# [Vos tâches]
1. Résumez en deux phrases l'extrait sur l'échange des semences.
2. Dans l'extrait sur l'échange des semences, à combien de boisseaux la récolte de pommes de terre des Vosges s'était-elle réduite ?

# [Extrait de page]

──────

L’opinion que le changement de lieu est favorable aux plantes, fondée ou non, a été soutenue depuis Columelle, qui écrivait peu après l’ère chrétienne, jusqu’à nos jours[1]. Bradley, observateur sagace, écrivait, en 1724[2] : « Lorsque nous possédons une fois une bonne sorte de graines, nous devrions la remettre entre deux ou trois mains, où les situations et les sols soient aussi différents que possible ; et chaque année les échanger de nouveau ; de cette manière la qualité de la graine pourra se maintenir plusieurs années. Bien des fermiers ont, faute de ce soin, manqué leurs récoltes et fait de grandes pertes. » Un auteur moderne[3] dit que rien n’est mieux constaté en agriculture que le fait que la croissance continue d’une variété dans le même district la rend susceptible de détérioration, en qualité comme en quantité ! Un autre rapporte qu’ayant semé ensemble, et dans le même champ, deux sortes de froment, dont les graines étaient le produit d’une même souche primitive, mais dont l’une avait été recueillie dans le même pays, l’autre dans une localité éloignée, il y eut, en faveur de la récolte provenant de cette dernière graine, une différence considérable. Une personne de Surrey qui a longtemps produit du froment pour graine, et a toujours obtenu sur les marchés des prix plus élevés que d’autres, m’a assuré qu’il avait reconnu la nécessité de changer continuellement ses graines, et que, dans ce but, il avait dû établir deux fermes très-différentes par la situation et la nature de leur sol.

Partout l’usage d’échanger les tubercules de pommes de terre est répandu. Les grands cultivateurs de cette plante dans le Lancashire, se procuraient autrefois des tubercules en Écosse, mais ils ont reconnu depuis que l’échange avec les pays tourbeux et vice versa suffisait généralement. En France, la récolte de pommes de terre des Vosges s’était, dans l’espace d’une soixantaine d’années, réduite dans le rapport de 120–150 boisseaux à 30–40 ; et le fameux Oberlin attribue les bons résultats qu’il avait obtenus, en grande partie au fait qu’il avait changé les plantes[4].

Un agriculteur pratique[5], M. Robson, assure positivement avoir été témoin des avantages incontestables qu’il y a à faire venir des bulbes d’oignons, des pommes de terre, et diverses graines de la même variété,

  1. Pour l’Allemagne, Metzger, Getreidearten, 1843, p. 63. — Pour la France, Loiseleur Deslongchamps, Consid. sur les Céréales, 1843, p. 200, donne de nombreuses références sur ce point. — Pour le midi de la France, Godron, Florula Juvenalis, 1854, p. 28.
  2. General Treatise of Husbandry, vol. III. p. 58.
  3. Gardener’s Chronicle et Agricult. Gazette, 1858, p. 247, et 1850, p. 702. — Rev. D. Walker, Prize Essay of Highland Agric. Soc., vol. II, p. 200. — Marshall, Minutes of Agriculture, Nov. 1775.
  4. Oberlin’s Memoirs (trad. angl.), p. 73. — Marshall, Review of Reports, 1808. p. 295.
  5. Cottage Gardener, 1856, p. 186. — Journal of Horticulture, Fév. 18, 1866, p. 21. — Pour les remarques sur les greffes de M. Abbey, voir id., Juillet 18, 1865, p. 44.

──────

# [Données]
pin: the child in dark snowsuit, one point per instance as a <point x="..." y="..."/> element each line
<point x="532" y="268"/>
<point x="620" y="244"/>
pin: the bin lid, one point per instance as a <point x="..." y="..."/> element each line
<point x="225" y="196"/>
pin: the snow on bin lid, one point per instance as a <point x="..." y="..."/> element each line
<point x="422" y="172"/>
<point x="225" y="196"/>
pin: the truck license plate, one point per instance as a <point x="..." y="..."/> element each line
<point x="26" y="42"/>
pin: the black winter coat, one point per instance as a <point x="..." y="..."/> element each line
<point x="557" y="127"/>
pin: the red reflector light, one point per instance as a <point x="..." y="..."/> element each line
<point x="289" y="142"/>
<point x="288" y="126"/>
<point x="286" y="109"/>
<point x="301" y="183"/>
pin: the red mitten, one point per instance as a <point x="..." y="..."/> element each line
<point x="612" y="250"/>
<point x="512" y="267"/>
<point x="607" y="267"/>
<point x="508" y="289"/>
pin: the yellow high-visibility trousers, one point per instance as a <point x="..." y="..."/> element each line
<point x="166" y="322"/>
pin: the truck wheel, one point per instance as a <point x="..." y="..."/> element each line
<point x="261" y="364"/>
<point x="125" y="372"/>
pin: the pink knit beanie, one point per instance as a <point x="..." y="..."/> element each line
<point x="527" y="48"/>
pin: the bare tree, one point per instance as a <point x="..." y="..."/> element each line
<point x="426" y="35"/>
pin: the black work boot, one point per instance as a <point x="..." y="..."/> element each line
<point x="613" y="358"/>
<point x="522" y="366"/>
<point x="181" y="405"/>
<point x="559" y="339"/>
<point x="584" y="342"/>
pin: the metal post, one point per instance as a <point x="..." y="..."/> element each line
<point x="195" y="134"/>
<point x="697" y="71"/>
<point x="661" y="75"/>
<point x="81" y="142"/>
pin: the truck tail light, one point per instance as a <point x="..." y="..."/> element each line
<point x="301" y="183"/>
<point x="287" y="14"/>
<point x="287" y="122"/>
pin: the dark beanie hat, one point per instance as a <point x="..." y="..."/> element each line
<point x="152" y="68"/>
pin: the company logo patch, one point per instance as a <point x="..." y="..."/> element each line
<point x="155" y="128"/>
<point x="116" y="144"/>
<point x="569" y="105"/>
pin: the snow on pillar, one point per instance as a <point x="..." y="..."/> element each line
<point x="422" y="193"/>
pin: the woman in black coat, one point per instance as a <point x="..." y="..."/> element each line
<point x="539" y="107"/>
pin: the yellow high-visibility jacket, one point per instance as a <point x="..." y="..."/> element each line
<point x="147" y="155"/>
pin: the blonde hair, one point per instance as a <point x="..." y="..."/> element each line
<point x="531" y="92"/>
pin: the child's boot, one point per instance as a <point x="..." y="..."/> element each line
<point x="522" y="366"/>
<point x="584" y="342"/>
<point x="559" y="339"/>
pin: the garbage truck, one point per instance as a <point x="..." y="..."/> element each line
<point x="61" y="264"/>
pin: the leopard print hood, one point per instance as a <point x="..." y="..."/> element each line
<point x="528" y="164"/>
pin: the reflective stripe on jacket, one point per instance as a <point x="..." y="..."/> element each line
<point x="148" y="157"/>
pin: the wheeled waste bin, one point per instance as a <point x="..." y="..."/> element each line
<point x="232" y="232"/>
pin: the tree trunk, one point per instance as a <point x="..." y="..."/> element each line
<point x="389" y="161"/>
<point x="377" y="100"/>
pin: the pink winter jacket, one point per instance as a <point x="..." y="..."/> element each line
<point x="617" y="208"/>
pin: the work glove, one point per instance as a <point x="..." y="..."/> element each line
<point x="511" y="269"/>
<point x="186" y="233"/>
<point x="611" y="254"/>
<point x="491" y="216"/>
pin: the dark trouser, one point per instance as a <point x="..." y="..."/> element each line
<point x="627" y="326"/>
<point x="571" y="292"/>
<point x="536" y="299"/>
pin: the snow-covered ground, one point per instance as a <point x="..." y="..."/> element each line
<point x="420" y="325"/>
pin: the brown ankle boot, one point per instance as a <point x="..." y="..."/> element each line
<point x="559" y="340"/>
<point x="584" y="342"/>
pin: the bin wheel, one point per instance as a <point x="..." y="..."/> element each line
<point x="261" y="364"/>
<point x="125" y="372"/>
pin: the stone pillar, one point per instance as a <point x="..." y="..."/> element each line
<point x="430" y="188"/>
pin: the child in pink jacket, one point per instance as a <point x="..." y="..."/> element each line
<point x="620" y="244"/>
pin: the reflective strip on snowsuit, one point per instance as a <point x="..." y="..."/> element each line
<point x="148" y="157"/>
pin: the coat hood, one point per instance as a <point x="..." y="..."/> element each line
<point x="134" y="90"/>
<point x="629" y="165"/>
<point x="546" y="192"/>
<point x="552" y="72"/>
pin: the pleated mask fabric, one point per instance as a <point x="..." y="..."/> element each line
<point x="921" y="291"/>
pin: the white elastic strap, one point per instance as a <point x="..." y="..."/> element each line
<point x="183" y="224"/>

──────

# [Réponses complètes]
1. Depuis Columelle jusqu'à nos jours, on soutient que le changement de lieu est favorable aux plantes, et Bradley conseillait dès 1724 de confier une bonne sorte de graines à des sols et situations aussi différents que possible, puis de les échanger chaque année. D'autres témoignages vont dans ce sens, comme celui d'un producteur de froment du Surrey qui changeait continuellement ses graines entre deux fermes, ainsi que l'usage répandu d'échanger les tubercules de pommes de terre, auquel Oberlin attribuait en grande partie ses bons résultats.

2. À 30–40 boisseaux, contre 120–150 une soixantaine d'années plus tôt.